**Task prompt:**
Locate the line that contains "Annotate the brown" in the entries below. Retype it and all following lines through the final one, character for character.
☆ ☆ ☆ ☆ ☆ ☆ ☆
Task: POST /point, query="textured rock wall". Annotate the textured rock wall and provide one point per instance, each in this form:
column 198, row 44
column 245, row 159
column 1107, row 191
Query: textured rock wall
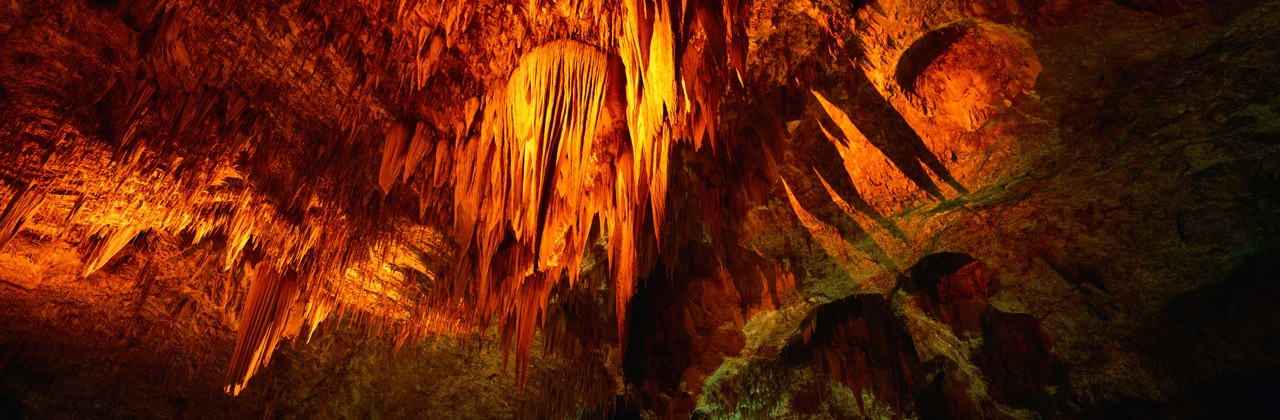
column 909, row 209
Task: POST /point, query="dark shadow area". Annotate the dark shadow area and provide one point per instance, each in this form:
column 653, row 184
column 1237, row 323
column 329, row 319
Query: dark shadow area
column 886, row 129
column 1165, row 8
column 1217, row 345
column 658, row 351
column 919, row 55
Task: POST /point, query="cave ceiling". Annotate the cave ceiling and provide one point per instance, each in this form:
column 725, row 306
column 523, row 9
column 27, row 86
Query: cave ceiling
column 714, row 208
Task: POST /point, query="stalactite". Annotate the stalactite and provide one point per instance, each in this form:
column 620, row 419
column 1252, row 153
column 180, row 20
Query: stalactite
column 272, row 296
column 21, row 208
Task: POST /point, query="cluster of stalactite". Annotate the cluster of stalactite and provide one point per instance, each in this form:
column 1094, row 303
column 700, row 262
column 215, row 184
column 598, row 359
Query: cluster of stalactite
column 560, row 146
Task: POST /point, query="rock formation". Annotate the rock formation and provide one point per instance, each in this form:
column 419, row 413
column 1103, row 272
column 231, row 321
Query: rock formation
column 639, row 209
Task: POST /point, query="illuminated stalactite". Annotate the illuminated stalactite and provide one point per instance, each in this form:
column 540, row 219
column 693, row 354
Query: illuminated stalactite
column 21, row 206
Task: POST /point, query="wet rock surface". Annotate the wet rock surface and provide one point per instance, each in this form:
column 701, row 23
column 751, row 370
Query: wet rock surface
column 910, row 209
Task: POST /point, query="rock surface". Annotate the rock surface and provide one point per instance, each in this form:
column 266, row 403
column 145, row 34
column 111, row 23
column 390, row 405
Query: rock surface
column 830, row 209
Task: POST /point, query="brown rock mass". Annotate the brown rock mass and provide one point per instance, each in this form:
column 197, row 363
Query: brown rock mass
column 639, row 209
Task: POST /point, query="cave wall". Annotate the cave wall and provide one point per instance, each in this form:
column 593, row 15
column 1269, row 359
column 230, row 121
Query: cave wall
☆ ☆ ☆ ☆ ☆ ☆ ☆
**Result of the task:**
Task: POST /point, query="brown rock mass". Annotate the brown rock mass and provide one point per instance, each in this form:
column 197, row 363
Query: brown rock mass
column 639, row 209
Task: POST /point, query="cave wall". Annotate the cave wall and provide one point per instance, each in this form:
column 593, row 15
column 1269, row 359
column 230, row 121
Query: cave wall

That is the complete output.